* _What you will do_: What the task needs is every record repeated exactly, nothing more.

= Beginning of Section =

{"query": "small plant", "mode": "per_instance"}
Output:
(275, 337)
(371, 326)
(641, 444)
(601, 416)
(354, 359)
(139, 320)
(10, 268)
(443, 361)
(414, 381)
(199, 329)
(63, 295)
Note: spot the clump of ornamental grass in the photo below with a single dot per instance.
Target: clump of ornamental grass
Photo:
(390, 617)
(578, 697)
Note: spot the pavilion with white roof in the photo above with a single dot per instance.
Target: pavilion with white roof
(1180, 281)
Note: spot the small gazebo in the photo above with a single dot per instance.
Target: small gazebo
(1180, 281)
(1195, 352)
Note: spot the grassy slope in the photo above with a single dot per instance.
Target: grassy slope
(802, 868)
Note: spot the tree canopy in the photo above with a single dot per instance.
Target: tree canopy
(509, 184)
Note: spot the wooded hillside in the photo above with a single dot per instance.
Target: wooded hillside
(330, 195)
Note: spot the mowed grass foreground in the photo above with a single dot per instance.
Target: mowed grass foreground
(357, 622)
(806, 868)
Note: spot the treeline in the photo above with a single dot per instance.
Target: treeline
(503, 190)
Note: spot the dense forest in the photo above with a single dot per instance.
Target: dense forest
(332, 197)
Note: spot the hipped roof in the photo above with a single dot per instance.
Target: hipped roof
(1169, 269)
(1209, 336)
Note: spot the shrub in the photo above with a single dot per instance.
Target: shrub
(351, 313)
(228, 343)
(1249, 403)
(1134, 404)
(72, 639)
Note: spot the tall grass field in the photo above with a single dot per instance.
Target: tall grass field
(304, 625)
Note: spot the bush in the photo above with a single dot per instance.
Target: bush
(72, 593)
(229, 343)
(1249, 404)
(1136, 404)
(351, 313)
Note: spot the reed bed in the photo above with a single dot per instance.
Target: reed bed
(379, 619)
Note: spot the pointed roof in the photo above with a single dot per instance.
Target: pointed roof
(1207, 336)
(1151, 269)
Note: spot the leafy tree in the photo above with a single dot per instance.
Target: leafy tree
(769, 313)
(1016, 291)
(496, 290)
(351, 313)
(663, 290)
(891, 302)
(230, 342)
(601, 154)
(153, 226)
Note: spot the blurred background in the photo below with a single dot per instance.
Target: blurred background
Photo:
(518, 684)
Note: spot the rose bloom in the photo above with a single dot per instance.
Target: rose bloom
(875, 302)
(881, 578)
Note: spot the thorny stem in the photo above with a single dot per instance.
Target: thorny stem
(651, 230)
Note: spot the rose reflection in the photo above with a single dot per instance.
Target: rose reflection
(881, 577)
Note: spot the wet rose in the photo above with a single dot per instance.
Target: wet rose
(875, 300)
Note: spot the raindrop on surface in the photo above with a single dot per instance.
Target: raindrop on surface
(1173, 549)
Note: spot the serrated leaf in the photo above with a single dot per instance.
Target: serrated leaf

= End of Section =

* _Written answer_:
{"query": "small plant", "mode": "per_instance"}
Output:
(275, 337)
(371, 326)
(641, 444)
(601, 416)
(354, 359)
(139, 320)
(10, 268)
(443, 361)
(414, 381)
(199, 329)
(63, 295)
Note: spot the clump of ornamental grass in the photo below with a single dot per instance.
Target: clump of ornamental grass
Photo:
(390, 617)
(578, 697)
Note: spot the pavilion with white roof in the photo above with a single dot per instance.
Target: pavilion with white roof
(1180, 281)
Note: spot the small gazebo in the photo above with a single dot per instance.
Target: small gazebo
(1180, 281)
(1195, 352)
Note: spot the grassy slope in the photo above with a single dot per instance.
Target: grassy slope
(802, 868)
Note: spot the tree canopy in the photo above with a single dot per instance.
Target: tree canopy
(509, 184)
Note: spot the wooded hillside in the photo above with a single dot per instance.
Target: wooded hillside
(330, 195)
Note: spot the mowed grass foreground in the photo above with a single dot per instance.
Target: mowed grass foreground
(357, 622)
(806, 868)
Note: spot the treeline in the photo above with a single dot per instance.
Target: treeline
(503, 190)
Note: spot the dense forest in the photo above with a single dot per instance.
Target: dense forest
(332, 197)
Note: spot the hipped roof in the photo above with a single dot per instance.
Target: hipped roof
(1169, 269)
(1209, 336)
Note: spot the shrub in the photo above with a single dot per instance.
Target: shrub
(351, 313)
(228, 343)
(1249, 403)
(1134, 404)
(72, 639)
Note: spot the tall grass field in the photo above with a single dot per instance.
Target: tall grass field
(304, 625)
Note: spot the bush in the photo above with a single dot per instance.
Target: bush
(72, 593)
(229, 343)
(1249, 404)
(1136, 404)
(351, 313)
Note: spot the reed bed in the photo above with a single dot per instance.
Target: reed bed
(379, 619)
Note: spot the pointed roof in the photo above with a single dot per instance.
Target: pointed roof
(1207, 336)
(1151, 269)
Note: spot the leafy tree in the photo above with a single dot per instance.
Target: leafy tree
(769, 313)
(1016, 291)
(496, 290)
(351, 313)
(663, 290)
(891, 302)
(230, 342)
(601, 154)
(153, 226)
Note: spot the blurred background in the photo below with a single dot per instance.
Target: blurred background
Photo:
(518, 684)
Note: spot the rose bloom in the photo above with a single dot per instance.
Target: rose bloom
(875, 302)
(881, 578)
Note: spot the thorny stem in the photo above with a single dot per instance.
Target: thorny stem
(651, 230)
Note: spot the rose reflection in the photo above with a single dot per instance.
Target: rose reflection
(881, 577)
Note: spot the wet rose in the photo above with a single dot per instance.
Target: wet rose
(875, 300)
Note: spot the raindrop on surface in the photo above with a single dot per instance.
Target: raindrop on surface
(1173, 549)
Note: spot the serrated leaf in the photo above with a single dot per instance.
Target: serrated leaf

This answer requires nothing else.